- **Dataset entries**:
····················

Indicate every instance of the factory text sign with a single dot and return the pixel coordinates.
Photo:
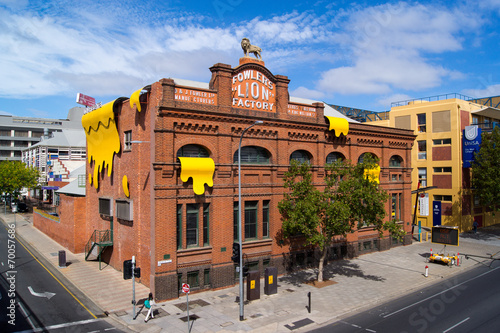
(301, 110)
(253, 90)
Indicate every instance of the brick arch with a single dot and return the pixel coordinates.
(400, 157)
(253, 143)
(196, 141)
(304, 147)
(311, 156)
(370, 152)
(343, 152)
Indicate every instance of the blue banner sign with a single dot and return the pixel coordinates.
(471, 143)
(436, 213)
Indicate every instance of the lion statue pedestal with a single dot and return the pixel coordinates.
(249, 48)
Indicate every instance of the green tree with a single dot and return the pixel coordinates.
(15, 175)
(486, 169)
(349, 199)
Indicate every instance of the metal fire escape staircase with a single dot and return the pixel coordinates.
(98, 242)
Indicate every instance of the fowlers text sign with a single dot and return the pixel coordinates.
(252, 90)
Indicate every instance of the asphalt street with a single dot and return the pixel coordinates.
(469, 302)
(37, 298)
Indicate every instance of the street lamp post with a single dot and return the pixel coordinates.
(240, 238)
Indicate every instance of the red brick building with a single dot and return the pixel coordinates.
(178, 219)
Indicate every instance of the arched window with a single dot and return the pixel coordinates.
(192, 151)
(300, 156)
(361, 157)
(395, 162)
(333, 157)
(253, 155)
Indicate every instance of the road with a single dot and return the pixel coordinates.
(36, 297)
(469, 302)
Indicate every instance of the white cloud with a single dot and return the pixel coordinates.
(387, 100)
(102, 50)
(389, 47)
(492, 90)
(304, 92)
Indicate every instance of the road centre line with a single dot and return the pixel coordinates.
(25, 313)
(463, 321)
(54, 327)
(442, 292)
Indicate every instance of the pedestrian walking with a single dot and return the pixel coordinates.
(149, 305)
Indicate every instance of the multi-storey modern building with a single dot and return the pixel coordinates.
(19, 133)
(163, 180)
(56, 157)
(438, 156)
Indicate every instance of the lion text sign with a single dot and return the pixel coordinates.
(194, 96)
(252, 90)
(301, 110)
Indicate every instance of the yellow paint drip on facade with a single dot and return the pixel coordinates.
(102, 139)
(373, 174)
(340, 125)
(125, 186)
(200, 169)
(134, 99)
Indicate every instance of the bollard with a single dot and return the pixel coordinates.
(309, 307)
(62, 259)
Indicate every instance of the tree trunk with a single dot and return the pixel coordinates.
(321, 264)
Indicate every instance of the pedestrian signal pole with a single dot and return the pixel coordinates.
(133, 285)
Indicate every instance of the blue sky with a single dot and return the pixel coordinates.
(363, 54)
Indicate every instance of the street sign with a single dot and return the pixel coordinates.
(445, 235)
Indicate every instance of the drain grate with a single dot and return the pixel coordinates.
(191, 317)
(299, 324)
(192, 304)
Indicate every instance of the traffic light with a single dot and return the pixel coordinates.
(236, 253)
(127, 269)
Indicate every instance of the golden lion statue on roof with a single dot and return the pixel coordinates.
(249, 48)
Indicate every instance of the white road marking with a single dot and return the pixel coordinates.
(53, 327)
(26, 315)
(47, 294)
(463, 321)
(442, 292)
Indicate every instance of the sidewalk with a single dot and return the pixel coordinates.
(358, 284)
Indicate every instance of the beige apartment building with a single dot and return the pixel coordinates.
(437, 156)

····················

- **Instruction**:
Reproduce the data above in full, exactly as it is, with the pictures left out.

- **Answer to this exercise**:
Indicate every instance of the factory text sign with a single dot and return the pixel coordinates.
Photo:
(301, 110)
(253, 90)
Indicate every instance of the brick arch with a single dot and return the pixel coordinates.
(400, 157)
(253, 143)
(196, 141)
(304, 147)
(311, 156)
(370, 152)
(343, 152)
Indicate every instance of the blue banner sign with a single dot and return the pixel coordinates.
(471, 143)
(436, 213)
Indicate every instance of the lion statue pedestal with a single dot and return the pixel coordinates.
(249, 48)
Indicate every instance of the green tree with a single dot and return the pixel coordinates.
(15, 175)
(486, 169)
(349, 199)
Indicate every instance of the metal fire escape staircase with a single dot and return the pixel coordinates.
(98, 242)
Indicate every instance of the fowlers text sign with a single dot and return the pixel coordinates.
(252, 90)
Indicate every instance of the asphalt street with a single dot and return the pixel coordinates.
(469, 302)
(37, 298)
Indicate every instance of the street lamp post with a single dot and return the pixel coordinates.
(240, 238)
Indicate every instance of the red brick building with a single dot and return the pixel coordinates.
(178, 219)
Indicate every instance of the arched window with a single dot and return the pixel coordinates.
(192, 151)
(300, 156)
(361, 157)
(395, 162)
(333, 157)
(253, 155)
Indicate every instance of the road with a single dot and return the pixel coordinates.
(36, 297)
(469, 302)
Indicate every instance of the white cloud with a single dot and return the pixel coordinates.
(387, 100)
(102, 50)
(389, 47)
(492, 90)
(304, 92)
Indicate every instance of the road centre line with a single dot and return the pixel coordinates.
(25, 313)
(463, 321)
(54, 327)
(442, 292)
Indicate every instance of the pedestrian walking with a single dot and return the pixel coordinates.
(149, 305)
Indicate every instance of the multi-storey modern building with a single dot and return the pixel coordinates.
(19, 133)
(163, 180)
(56, 157)
(438, 156)
Indicate every instance of the lion text sign with a single dot and return the pixel coordinates.
(194, 96)
(252, 90)
(301, 110)
Indicate every instance of the yellow paint drip on facade with a single dot and return the pixel coordinates.
(102, 139)
(373, 174)
(340, 125)
(125, 186)
(200, 169)
(134, 99)
Indicate every instance of the bollard with a single dot and return the pixel coordinates.
(309, 307)
(62, 259)
Indicate every instance of the tree trunk with a single dot and return the pixel coordinates.
(321, 264)
Indicate every instance of the pedestrian signal pole with a single dot and return the pixel coordinates.
(133, 285)
Indicate every instance of the blue sky with a single dot and return the pixel coordinates.
(363, 54)
Indicate every instance of the street sign with a single dot and return the pixel coordinates.
(445, 235)
Indicate every instance of the drain grate with a single dot and return the pixel coordinates.
(191, 317)
(299, 324)
(192, 304)
Indicate every instance of the traffic light with a single dot and return the pixel coordinates.
(236, 253)
(127, 269)
Indicate every instance of the golden lion statue on roof with a single dot and return the pixel coordinates.
(249, 48)
Indicate every instance of the white road marking with a single dot and return the pixel coordinates.
(53, 327)
(26, 315)
(47, 294)
(463, 321)
(442, 292)
Indicate every instance of the sidewalk with a single dot and return the pixel coordinates.
(358, 284)
Indicate every instance of the beige apartment building with a single dot and return the pixel coordinates.
(437, 156)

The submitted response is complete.